Source text →
/---

You only have one opportunity, if you like, and you want to look after your body, don't you?
Absolutely, yeah. If you're healthy, you're a millionaire, aren't you?
Absolutely. So reading through, I've been looking through your website, obviously, while we've been doing some research for this.
And something that obviously stands out, which is...
A lot in alternative medicine, you specialise in identifying the root causes of the illness rather than simply treating the symptoms, which is what mainstream medicine does.
If you've got a headache, your problem must be in your head when invariably it's not.
It's somewhere else.
I mean, that's surely obvious that where something hurts isn't necessarily where the problem is, but mainstream medicine cracks on as if everything, you know, it's a hammer, sorry, it's a nail, we'll hammer it down.
Yeah, exactly. I mean, it's medicine by seven-year-olds.
I mean, you know, the surgery that they do, the worst things I've ever seen in my life has been post-surgery.
I mean, you know, when they've given up, they've done their surgery.
And I've seen people with bits of plumbing sticking out of their heads, you know, where the brain surgery's gone wrong.
I mean, it's just, you know, literally a seven-year-old, you know, you'd think it was done by a seven-year-old.
I saw somebody whose head was twice the size of a normal head because of the swelling.
Wow. And that was because of surgery.
Jeez, that is...
It's butchery in a lot of ways, isn't it?
Mainstream surgery still.
It's dark ages. Yeah, I'm having surgery in 20 days, so feeling good.
Yeah, Gaz has got to have a hernia.
No, it's not a hernia. I've got groin surgery on the 25th.
They thought it was a hernia, and then when they inspected, it turned out that two of the five ligaments in my groin were torn off the bone, and it wasn't a hernia at all.
But hopefully I won't have any plumbing hanging out.
He's gone very quiet.
I'm just thinking about what to advise you.

\---

Activities →
(1) In the conversation about alternative medicine and surgery, render this sentence in Spanish: "They thought it was a hernia, and then when they inspected, it turned out that two of the five ligaments in my groin were torn off the bone, and it wasn't a hernia at all."
(2) Pick up the conversation about alternative medicine and surgery after its final line and keep it going.

Provided data →
/---

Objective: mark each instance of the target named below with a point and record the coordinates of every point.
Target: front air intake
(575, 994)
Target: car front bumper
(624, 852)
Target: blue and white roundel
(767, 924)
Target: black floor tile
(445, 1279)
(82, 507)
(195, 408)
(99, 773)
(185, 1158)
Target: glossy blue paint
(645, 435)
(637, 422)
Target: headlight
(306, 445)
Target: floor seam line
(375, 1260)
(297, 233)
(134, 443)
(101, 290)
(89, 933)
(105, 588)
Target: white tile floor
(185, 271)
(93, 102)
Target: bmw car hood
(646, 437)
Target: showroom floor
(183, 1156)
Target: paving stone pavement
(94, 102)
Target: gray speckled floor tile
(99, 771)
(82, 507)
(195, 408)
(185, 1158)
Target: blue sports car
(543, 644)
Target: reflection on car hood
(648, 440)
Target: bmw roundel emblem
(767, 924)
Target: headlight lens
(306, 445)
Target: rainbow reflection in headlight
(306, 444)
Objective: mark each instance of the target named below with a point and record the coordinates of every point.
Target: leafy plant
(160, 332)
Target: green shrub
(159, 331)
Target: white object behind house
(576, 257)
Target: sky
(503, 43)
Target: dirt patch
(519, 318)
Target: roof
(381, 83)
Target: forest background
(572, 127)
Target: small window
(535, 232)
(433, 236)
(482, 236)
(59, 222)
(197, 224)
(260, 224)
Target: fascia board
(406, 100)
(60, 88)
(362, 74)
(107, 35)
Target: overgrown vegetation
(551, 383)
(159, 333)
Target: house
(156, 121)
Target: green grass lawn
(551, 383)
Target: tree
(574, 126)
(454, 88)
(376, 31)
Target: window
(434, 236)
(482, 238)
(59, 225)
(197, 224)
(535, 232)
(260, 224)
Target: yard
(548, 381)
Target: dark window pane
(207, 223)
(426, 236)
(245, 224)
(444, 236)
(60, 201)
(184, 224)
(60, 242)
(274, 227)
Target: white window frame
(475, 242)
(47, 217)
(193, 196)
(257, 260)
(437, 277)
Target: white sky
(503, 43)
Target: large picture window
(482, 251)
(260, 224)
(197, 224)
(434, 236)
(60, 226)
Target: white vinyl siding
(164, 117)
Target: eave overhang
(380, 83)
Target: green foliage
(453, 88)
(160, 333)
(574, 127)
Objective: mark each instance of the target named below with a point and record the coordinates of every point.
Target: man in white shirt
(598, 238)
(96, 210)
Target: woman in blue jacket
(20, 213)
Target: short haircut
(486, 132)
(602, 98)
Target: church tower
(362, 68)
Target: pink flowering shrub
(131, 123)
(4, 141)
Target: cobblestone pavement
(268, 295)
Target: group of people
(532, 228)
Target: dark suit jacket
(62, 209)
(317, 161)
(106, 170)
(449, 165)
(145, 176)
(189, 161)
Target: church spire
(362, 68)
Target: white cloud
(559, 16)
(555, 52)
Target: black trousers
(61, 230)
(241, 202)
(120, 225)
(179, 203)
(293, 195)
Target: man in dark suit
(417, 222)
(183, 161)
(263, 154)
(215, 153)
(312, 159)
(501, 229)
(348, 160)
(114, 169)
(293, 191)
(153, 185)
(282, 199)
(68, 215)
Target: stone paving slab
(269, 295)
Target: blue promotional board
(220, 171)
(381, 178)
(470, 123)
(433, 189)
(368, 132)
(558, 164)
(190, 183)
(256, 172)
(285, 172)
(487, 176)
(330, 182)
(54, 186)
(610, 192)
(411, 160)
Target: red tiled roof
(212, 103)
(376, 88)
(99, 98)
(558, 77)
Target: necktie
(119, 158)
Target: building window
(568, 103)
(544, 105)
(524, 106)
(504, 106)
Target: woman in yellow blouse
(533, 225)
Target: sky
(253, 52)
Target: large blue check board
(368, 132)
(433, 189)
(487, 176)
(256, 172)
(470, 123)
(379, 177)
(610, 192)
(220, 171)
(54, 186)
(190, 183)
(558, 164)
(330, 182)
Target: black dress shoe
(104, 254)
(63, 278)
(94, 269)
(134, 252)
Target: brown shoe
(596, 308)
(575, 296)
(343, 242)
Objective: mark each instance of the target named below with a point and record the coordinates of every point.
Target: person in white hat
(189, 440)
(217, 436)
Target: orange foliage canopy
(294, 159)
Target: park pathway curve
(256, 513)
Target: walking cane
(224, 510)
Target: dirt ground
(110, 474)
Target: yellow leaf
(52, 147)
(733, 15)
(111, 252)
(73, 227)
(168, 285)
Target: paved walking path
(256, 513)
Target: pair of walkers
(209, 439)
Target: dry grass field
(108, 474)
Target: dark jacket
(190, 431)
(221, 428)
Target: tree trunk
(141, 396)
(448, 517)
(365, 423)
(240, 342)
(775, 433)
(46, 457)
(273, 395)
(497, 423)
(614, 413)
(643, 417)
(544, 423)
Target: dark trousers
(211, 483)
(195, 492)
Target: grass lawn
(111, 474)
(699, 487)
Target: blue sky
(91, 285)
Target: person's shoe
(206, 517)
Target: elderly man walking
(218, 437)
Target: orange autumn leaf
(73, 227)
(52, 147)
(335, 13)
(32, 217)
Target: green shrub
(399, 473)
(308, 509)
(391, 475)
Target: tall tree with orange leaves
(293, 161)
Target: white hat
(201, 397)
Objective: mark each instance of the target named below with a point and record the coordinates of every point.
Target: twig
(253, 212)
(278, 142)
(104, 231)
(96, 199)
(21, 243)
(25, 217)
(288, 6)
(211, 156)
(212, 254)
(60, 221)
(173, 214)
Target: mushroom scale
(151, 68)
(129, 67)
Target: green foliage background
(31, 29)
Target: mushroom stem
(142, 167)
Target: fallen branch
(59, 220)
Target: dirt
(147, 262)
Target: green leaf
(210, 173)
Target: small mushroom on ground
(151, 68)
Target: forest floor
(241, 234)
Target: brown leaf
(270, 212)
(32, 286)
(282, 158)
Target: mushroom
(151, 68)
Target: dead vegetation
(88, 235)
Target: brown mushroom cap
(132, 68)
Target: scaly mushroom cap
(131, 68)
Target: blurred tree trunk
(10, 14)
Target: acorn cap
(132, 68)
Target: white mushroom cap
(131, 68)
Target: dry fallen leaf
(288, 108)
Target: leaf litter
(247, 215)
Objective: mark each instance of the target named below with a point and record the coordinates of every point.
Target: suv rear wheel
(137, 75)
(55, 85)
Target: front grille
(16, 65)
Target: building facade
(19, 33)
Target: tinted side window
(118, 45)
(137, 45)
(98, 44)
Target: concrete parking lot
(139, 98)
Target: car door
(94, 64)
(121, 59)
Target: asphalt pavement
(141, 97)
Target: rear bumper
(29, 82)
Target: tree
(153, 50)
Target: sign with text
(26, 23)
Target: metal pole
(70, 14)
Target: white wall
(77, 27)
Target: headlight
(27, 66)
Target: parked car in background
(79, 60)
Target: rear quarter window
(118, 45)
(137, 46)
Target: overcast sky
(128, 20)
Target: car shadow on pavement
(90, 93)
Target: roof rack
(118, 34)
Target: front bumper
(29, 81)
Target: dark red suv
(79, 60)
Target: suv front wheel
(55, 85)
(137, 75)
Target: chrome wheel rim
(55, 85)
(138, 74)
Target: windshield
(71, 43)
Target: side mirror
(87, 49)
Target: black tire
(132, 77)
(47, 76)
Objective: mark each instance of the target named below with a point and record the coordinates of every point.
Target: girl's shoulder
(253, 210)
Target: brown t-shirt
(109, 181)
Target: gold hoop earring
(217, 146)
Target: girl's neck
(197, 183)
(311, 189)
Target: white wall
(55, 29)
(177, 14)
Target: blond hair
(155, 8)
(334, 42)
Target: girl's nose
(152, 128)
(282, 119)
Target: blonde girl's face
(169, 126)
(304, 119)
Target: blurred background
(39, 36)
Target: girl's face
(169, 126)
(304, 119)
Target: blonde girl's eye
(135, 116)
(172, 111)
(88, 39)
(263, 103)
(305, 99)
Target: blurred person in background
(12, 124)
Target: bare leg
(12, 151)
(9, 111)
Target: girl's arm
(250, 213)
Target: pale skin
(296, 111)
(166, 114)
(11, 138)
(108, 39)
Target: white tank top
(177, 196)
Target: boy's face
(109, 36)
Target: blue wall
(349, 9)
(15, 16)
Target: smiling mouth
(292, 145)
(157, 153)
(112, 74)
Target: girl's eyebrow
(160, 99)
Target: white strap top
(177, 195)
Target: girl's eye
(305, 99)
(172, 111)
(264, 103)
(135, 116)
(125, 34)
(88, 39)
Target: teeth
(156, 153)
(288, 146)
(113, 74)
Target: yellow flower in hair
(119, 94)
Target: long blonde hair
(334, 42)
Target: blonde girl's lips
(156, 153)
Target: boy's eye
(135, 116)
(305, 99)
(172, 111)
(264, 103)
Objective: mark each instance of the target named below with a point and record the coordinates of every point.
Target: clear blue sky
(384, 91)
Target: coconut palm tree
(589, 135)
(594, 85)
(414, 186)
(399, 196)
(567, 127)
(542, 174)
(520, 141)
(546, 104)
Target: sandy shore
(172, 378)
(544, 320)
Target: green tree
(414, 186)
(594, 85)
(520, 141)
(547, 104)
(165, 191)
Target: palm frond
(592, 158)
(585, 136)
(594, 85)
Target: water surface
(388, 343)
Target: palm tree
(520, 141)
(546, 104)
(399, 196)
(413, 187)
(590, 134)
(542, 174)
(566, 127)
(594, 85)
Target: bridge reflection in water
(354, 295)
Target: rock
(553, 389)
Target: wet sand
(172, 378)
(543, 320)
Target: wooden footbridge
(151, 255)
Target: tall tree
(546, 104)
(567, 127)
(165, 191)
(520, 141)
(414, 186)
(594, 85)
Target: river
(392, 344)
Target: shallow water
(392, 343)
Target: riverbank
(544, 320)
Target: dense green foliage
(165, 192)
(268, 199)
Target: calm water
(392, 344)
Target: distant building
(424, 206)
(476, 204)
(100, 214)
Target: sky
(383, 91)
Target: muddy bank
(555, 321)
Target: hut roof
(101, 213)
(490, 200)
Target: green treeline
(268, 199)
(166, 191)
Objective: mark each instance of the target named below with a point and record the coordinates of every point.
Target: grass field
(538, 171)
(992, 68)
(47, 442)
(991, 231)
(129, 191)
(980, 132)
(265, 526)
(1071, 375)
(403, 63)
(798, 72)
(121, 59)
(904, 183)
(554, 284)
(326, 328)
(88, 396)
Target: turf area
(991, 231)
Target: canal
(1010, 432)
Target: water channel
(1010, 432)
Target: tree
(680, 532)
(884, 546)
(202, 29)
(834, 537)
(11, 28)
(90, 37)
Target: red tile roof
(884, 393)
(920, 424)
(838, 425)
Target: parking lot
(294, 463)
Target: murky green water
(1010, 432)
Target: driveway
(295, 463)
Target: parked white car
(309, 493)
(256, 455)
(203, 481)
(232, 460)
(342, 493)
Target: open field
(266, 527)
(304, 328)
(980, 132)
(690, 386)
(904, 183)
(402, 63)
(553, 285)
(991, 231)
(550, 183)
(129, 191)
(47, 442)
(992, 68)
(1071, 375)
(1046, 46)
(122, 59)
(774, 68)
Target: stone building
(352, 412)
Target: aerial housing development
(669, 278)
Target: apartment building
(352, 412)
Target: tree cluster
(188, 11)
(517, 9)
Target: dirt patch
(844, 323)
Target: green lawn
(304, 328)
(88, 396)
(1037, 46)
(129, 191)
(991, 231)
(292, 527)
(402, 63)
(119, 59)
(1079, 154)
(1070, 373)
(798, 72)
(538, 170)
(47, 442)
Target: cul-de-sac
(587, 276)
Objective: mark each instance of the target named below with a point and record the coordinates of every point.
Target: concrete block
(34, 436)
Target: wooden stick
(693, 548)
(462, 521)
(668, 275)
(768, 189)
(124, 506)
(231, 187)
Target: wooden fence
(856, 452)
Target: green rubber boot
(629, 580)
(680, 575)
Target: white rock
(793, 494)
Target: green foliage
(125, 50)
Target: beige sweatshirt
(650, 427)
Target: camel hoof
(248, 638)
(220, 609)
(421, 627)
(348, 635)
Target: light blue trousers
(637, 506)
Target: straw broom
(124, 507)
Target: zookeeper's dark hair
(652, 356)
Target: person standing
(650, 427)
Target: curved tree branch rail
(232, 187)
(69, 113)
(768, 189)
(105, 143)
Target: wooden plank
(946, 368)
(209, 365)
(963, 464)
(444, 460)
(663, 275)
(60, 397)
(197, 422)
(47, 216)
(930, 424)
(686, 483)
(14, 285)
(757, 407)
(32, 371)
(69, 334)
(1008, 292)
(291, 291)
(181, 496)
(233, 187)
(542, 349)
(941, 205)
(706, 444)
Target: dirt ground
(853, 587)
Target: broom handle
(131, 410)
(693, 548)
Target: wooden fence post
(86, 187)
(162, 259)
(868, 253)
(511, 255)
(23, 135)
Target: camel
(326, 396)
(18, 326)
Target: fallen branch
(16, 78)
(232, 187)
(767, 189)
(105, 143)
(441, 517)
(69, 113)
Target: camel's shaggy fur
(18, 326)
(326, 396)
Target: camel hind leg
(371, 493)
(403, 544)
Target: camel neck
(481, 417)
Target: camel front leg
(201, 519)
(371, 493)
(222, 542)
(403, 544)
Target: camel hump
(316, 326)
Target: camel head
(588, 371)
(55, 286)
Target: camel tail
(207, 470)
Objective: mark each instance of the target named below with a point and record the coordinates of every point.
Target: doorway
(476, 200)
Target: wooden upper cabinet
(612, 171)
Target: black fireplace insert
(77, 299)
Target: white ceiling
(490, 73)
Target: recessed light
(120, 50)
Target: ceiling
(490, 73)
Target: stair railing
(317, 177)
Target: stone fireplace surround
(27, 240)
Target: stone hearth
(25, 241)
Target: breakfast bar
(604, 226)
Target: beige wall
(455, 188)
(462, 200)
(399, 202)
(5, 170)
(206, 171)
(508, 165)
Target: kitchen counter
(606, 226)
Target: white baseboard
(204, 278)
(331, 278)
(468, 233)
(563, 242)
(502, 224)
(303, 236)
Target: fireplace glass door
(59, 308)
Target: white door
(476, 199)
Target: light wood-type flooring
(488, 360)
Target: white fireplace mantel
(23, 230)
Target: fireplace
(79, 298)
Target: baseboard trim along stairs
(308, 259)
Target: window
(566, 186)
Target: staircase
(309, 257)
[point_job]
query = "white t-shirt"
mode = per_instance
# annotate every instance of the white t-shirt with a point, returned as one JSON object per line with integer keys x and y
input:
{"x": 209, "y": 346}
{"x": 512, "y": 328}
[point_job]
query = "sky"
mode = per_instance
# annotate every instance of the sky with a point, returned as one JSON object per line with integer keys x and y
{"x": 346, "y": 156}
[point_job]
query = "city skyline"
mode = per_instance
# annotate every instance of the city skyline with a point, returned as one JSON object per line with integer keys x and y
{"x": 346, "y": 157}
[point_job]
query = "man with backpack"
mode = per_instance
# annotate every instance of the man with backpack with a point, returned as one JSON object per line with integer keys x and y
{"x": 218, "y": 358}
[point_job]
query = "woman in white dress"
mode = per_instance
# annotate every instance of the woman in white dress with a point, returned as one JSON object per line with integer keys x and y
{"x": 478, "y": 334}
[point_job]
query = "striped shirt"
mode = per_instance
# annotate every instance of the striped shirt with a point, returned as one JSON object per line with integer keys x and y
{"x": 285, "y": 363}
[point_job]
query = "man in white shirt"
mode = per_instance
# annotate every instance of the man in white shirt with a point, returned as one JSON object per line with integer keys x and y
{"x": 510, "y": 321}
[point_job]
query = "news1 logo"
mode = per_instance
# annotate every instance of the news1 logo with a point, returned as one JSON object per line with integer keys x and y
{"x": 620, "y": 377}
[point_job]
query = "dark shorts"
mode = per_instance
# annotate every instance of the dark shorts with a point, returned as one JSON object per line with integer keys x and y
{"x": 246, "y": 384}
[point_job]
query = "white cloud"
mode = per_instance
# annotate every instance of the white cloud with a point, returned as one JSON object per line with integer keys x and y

\---

Answers to each task →
(1) Pensaron que era una hernia, y luego, cuando lo examinaron, resultó que dos de los cinco ligamentos de mi ingle estaban arrancados del hueso, y no era una hernia en absoluto.

(2)
Did you have an accident, skiing accident or something?
No, it was football. It was about two years ago as well.
And I kind of just got on with the pain and just thought, well, I'm getting old anyway.
And it turns out that no, it was a bit more severe.
Wow. I would...
If I was in that situation, I would reconsider if there are any other options.
I would go to the greatest people in the world, usually who have YouTube sites, like John Bergman.
Have you come across John Bergman?
I haven't, but I'm typing him down now.
He's a chiropractor in California.
And he must have at least 500 videos out there.
And I would put in his name and repairing ligaments and see if there's a chance you can just regrow them.
Right, okay. I should do that to save a fortune.
Well, you could fly to LA probably to see him for less than it would cost you to have your treatment.
Yeah, exactly, yeah. I think he's booked up about nine months in advance.
I can live on one leg for nine months.
But the thing is that we are self-repairing.
Your body hasn't forgotten how to...
Hello?
Hello? I lost you there.
Hi, are you back? I was saying, I'm not sure whether you got it, that your body hasn't forgotten how to self-repair.
And just because the doctors say it's impossible, the doctors, when I was ill 33 years ago and in hospital, they said it's impossible.
They were wrong. They were totally wrong.
And just because they say, you need an operation, well, you go to a surgeon, they tend to say, you need an operation.
Yeah, no, I get that totally, yes.
Without that, there is no surgeon.
Not quite. So, you know, I think you need to do your own personal research to really find out whether it's necessary.
You could put into Google, for instance, ligament tear natural cure, and up will pop various things.
You might find that oregano oil diluted and rubbed on topically over the injury might help.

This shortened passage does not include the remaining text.